## WRITTEN PROBLEM
Repeat exactly the lines from the line containing "Where can the brown" to the last line of the listing, including both.

>> START

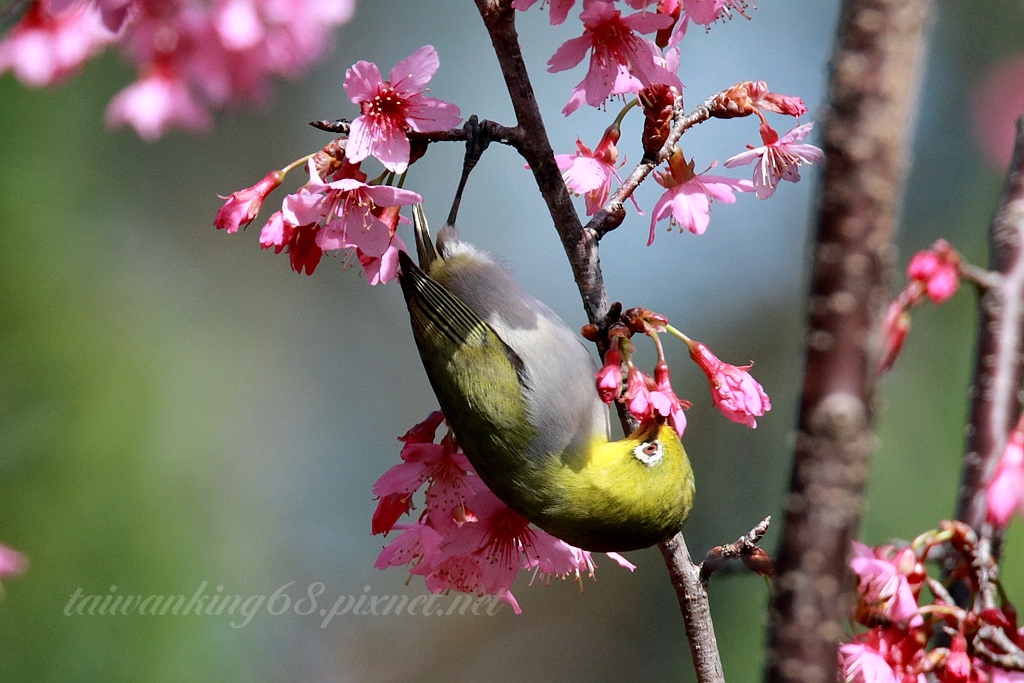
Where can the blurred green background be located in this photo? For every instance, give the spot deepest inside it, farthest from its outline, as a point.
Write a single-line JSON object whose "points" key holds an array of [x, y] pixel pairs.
{"points": [[176, 407]]}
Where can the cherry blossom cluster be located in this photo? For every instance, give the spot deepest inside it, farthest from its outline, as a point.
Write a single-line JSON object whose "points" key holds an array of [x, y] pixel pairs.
{"points": [[190, 56], [466, 539], [734, 391], [933, 273], [901, 619], [337, 210]]}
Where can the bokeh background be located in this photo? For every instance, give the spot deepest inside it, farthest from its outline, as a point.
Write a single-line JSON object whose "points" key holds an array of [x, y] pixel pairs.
{"points": [[177, 407]]}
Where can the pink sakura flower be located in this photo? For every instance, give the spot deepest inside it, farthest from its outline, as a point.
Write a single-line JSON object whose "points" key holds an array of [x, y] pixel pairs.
{"points": [[609, 377], [1005, 494], [559, 8], [666, 402], [242, 206], [708, 11], [995, 103], [884, 582], [300, 241], [156, 102], [589, 173], [895, 327], [754, 97], [778, 159], [443, 465], [44, 48], [937, 269], [12, 563], [621, 60], [734, 391], [883, 655], [686, 201], [391, 108], [344, 214]]}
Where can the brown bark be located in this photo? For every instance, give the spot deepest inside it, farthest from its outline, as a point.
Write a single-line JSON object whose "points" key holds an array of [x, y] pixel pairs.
{"points": [[871, 88]]}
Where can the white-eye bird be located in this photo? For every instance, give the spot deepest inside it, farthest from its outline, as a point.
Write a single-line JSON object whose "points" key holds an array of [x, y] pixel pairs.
{"points": [[517, 388]]}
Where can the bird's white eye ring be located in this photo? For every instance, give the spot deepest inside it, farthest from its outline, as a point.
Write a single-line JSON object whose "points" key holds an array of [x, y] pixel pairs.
{"points": [[648, 453]]}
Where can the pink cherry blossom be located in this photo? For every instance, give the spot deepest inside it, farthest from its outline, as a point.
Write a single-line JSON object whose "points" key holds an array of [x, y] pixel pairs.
{"points": [[1005, 494], [391, 108], [938, 269], [609, 377], [621, 60], [895, 327], [43, 49], [687, 199], [242, 206], [778, 159], [299, 240], [708, 11], [559, 9], [589, 173], [884, 582], [861, 664], [883, 655], [995, 104], [637, 395], [665, 401], [190, 56], [158, 101], [734, 391]]}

>> END

## WRITTEN REPLY
Where can the brown bark be located in this photo? For every instance, give the spot deepest inside it, farthest from its outline, as a point.
Write a single-line JSON object whose "points" key holds an array of [x, y] pixel pairs.
{"points": [[871, 88]]}
Where can the white-eye bird be located in this photo? For every instance, give the spot deepest inside it, farthest from its outline, as a point.
Write a single-line JSON object whose "points" key holds an array of [x, y] pixel pairs.
{"points": [[517, 388]]}
Where can the bird's white eye ring be located in this photo? For every instance, give the spot deepest inside it, farthest from its outline, as a point.
Write a single-line JSON object whose "points" key holds an array of [x, y] pixel pairs.
{"points": [[648, 453]]}
Where can the pink cherry blossom be located in this photo? For every instance, give the spot deepest inside it, farthest from its outline, as a point.
Write a single-line JSON object whose "points" key holds an array of [x, y] pixel pairs.
{"points": [[1005, 494], [391, 108], [938, 269], [609, 377], [621, 60], [895, 327], [43, 49], [687, 199], [242, 206], [778, 159], [299, 240], [708, 11], [559, 9], [589, 173], [884, 582], [861, 664], [883, 655], [995, 104], [637, 395], [665, 401], [190, 56], [158, 101], [734, 391]]}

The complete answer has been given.